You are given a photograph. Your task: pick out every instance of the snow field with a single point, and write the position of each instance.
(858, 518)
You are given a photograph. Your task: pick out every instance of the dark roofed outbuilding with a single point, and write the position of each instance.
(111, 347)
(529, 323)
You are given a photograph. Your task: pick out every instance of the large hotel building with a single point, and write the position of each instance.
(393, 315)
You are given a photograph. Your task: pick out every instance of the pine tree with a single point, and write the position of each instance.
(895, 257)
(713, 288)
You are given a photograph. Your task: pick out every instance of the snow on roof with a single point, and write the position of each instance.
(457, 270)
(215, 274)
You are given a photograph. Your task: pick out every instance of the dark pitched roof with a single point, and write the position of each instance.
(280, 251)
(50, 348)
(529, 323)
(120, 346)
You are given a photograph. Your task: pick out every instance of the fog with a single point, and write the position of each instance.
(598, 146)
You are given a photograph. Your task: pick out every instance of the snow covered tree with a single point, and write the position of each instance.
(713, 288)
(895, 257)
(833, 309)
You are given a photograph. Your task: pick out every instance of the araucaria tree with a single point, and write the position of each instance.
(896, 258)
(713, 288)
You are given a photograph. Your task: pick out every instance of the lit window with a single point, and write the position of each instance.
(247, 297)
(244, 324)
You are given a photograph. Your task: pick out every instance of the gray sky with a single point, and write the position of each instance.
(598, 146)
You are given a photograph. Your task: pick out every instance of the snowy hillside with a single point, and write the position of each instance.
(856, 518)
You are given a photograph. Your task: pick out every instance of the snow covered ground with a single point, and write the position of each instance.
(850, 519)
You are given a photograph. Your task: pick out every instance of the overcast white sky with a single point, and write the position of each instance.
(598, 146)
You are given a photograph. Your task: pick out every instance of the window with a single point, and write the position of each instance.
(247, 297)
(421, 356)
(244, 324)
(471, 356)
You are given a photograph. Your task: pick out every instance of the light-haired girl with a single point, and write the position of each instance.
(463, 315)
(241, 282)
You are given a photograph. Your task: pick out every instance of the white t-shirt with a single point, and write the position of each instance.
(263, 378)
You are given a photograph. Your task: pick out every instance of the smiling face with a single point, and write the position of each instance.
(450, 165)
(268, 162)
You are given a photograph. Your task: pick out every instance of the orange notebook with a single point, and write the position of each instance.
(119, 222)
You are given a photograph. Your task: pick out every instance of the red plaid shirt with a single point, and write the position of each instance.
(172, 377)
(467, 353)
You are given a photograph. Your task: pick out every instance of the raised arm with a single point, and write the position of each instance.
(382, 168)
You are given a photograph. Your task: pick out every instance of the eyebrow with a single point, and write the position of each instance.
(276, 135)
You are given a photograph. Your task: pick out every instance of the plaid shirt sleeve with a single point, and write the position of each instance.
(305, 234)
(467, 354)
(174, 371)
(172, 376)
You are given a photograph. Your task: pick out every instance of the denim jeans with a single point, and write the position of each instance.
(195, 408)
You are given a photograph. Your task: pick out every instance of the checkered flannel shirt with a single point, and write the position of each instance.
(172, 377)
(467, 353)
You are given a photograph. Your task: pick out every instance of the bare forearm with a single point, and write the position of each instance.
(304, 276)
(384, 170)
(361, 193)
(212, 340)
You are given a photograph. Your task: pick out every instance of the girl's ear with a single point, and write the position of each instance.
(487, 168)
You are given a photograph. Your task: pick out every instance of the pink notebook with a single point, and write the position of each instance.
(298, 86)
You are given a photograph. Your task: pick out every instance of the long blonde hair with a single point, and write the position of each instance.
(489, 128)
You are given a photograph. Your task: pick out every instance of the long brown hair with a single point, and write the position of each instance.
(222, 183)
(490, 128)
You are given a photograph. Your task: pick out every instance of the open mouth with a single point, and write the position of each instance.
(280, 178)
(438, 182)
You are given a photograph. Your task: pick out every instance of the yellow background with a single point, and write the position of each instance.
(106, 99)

==================================================

Write out every entry above, word for word.

You are given a photograph. Your task: pick out every instance of the snow field with a single point, and write the position of each instance.
(858, 518)
You are given a photograph. Your task: pick out every instance of the dark roofed outbuilding with a single point, and write the position of each instance.
(111, 347)
(529, 323)
You are given a photograph. Your task: pick out every instance of the large hotel building with a single point, and write the position of each instance.
(393, 315)
You are given a photograph. Your task: pick out every instance of the pine tree with a single point, and write the position of each instance.
(895, 257)
(713, 288)
You are given a photograph. Your task: pick out every instance of the snow on roof with a single point, and write the position of each instance.
(457, 270)
(215, 274)
You are given a photograph. Your task: pick out every instance of the dark pitched roof with a single point, and write the position of each instance.
(280, 251)
(50, 348)
(529, 323)
(120, 346)
You are given a photograph. Your task: pick out every instance of the fog with a single point, and write the position of each instance.
(598, 146)
You are given a photograph. Your task: pick out every instance of the snow covered tree with a single point, and write the position of each instance.
(713, 288)
(895, 257)
(833, 309)
You are given a photograph. Your task: pick out every instance of the araucaria tree with a single point, and write the position of each instance.
(896, 258)
(713, 288)
You are given a photograph. Your task: pick out every instance of the lit window with a single point, and write the position of each instance.
(247, 297)
(244, 324)
You are given a photograph. Your task: pick out every instance of the gray sky with a single point, and write the position of each instance.
(598, 146)
You are given a photograph. Your task: pick out every instance of the snowy hillside with a single point, and write the position of each instance.
(856, 518)
You are given a photograph. Your task: pick out every instance of the snow covered ground with a single point, and write the position of each instance.
(850, 519)
You are given a photograph. Your task: pick out every instance of the overcast white sky with a single point, and write the position of each instance.
(598, 146)
You are given a photograph. Your task: pick out every instance of the window with a single point, and write the position of each instance.
(247, 297)
(421, 356)
(244, 324)
(471, 356)
You are given a photograph. Your task: pick out every instance of the light-haired girl with a single point, and write the position of each instance.
(463, 315)
(241, 282)
You are given a photograph. Your task: pick out every instance of the white t-shirt with a single point, and write the position of each instance.
(263, 378)
You are given a photograph. Your task: pick out every instance of the smiling face with a single point, and write the position of each instance.
(450, 165)
(268, 162)
You are given a photograph. Your task: pick out every instance of the orange notebook with a single point, and write the position of each instance.
(119, 222)
You are given a photograph. Your task: pick out every instance of the red plaid shirt with a single point, and write the position of each instance.
(172, 377)
(467, 353)
You are given a photograph. Your task: pick out every instance of the raised arm with a single point, and write the position of each instance.
(382, 168)
You are given a photograph. Your task: pick out every instance of the eyebrow with a single point, and write the position of each instance.
(276, 135)
You are given a photograph. Your task: pick out every instance of the plaid shirt sleeve with a single point, and write the position of each instance.
(305, 234)
(467, 354)
(174, 371)
(172, 376)
You are given a photograph. Your task: pick out every instance of the denim jeans with a single point, and write the position of each instance.
(195, 408)
You are given a photograph. Your task: pick out every instance of the checkered flannel shirt with a single point, and write the position of each instance.
(172, 377)
(467, 353)
You are given a photograph. Your task: pick out every instance of the bare forearm with a single point, and write the position of each instance.
(304, 276)
(384, 170)
(361, 193)
(212, 340)
You are given a photograph. Your task: pick out every instance of the girl's ear with a single point, and write the position of each instance.
(487, 168)
You are given a photograph. Your task: pick out every instance of the pink notebook with a single point, and write the position of each instance.
(298, 86)
You are given a photograph. Your task: pick out every instance of the long blonde hair with a single point, and write the position of each instance.
(489, 128)
You are given a photograph. Your task: pick out every instance of the long brown hair with a single point, and write the position of each instance.
(222, 183)
(490, 128)
You are given a photograph. Your task: pick out every instance of the open mouth with a single point, and write the position of each instance.
(280, 178)
(438, 182)
You are given a photograph. Your task: pick out every instance of the yellow background with a single point, and write the position of each instance.
(106, 99)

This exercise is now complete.